→ **Quoted text**:
** begin **

A Heist with Markiplier is a 2019 interactive comedy heist television special written and directed by Mark Fischbach, better known by his online pseudonym Markiplier. The film stars Fischbach, as well as Rosanna Pansino, Matthew Patrick, and Chance Morris in major roles. It follows Fischbach on a heist with his assistant (the audience's lens) that goes wrong. If a part of the special is continuous, two end cards will direct viewers to different endings, of which there are 31.

Following the success of Fischbach's previous interactive video A Date with Markiplier in 2017, he wrote the script for the special a year later, although production did not start until 2019. The special was released on YouTube Premium for free on October 30, 2019, and received positive reviews from critics and audiences, who particularly praised the engagement for the audience. Part one of a sequel, In Space With Markiplier, was released on April 4, 2022, while part two was released on May 2, 2022.

Plot 

Markiplier and his assistant break into a museum to steal an ancient box located in a vault. A chain of escapades leads them to obtaining the two keys required to enter the vault. Mark grabs the box, triggering an alarm. Mark gives two escape options: going down a sewer, or using a bomb and escaping from the vault.

Choosing the sewer, they stumble upon a branch leading to two tunnels: a dark or a light one.

** end **

→ **Data shown**:

** begin **

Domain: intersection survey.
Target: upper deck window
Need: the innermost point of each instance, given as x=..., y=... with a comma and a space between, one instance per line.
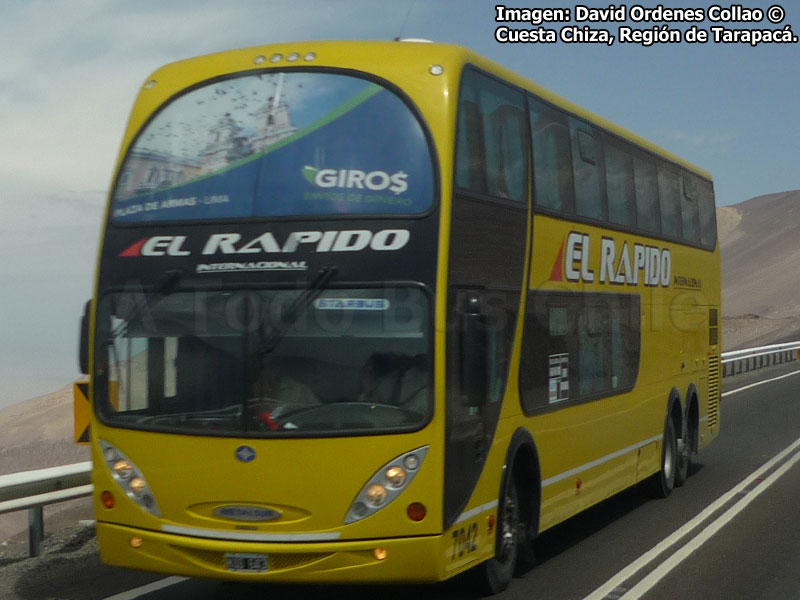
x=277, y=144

** end **
** begin **

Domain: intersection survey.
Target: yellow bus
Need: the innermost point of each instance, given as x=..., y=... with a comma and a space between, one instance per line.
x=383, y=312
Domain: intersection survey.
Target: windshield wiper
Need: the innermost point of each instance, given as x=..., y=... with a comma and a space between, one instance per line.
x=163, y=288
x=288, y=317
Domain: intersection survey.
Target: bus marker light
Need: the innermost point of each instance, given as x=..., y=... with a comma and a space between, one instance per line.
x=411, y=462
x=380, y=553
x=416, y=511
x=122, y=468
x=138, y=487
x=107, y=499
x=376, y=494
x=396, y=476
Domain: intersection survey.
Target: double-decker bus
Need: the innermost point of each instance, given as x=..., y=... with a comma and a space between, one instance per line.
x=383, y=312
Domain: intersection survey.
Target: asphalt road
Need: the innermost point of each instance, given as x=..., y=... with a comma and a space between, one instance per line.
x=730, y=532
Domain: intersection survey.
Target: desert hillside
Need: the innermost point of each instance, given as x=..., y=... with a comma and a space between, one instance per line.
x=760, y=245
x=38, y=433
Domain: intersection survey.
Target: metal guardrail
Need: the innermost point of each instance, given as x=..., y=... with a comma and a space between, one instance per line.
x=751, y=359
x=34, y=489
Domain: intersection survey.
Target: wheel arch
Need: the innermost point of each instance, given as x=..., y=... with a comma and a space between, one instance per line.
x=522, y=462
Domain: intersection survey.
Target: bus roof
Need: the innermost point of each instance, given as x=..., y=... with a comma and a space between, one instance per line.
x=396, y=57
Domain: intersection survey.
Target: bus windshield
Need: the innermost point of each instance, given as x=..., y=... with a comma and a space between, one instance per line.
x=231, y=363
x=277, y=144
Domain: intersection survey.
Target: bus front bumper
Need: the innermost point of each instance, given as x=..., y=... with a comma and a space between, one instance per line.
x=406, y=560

** end **

→ **Exercise instructions**:
According to the text about A Heist with Markiplier, on what date was the special released on YouTube Premium?

→ **Written solution**:
October 30, 2019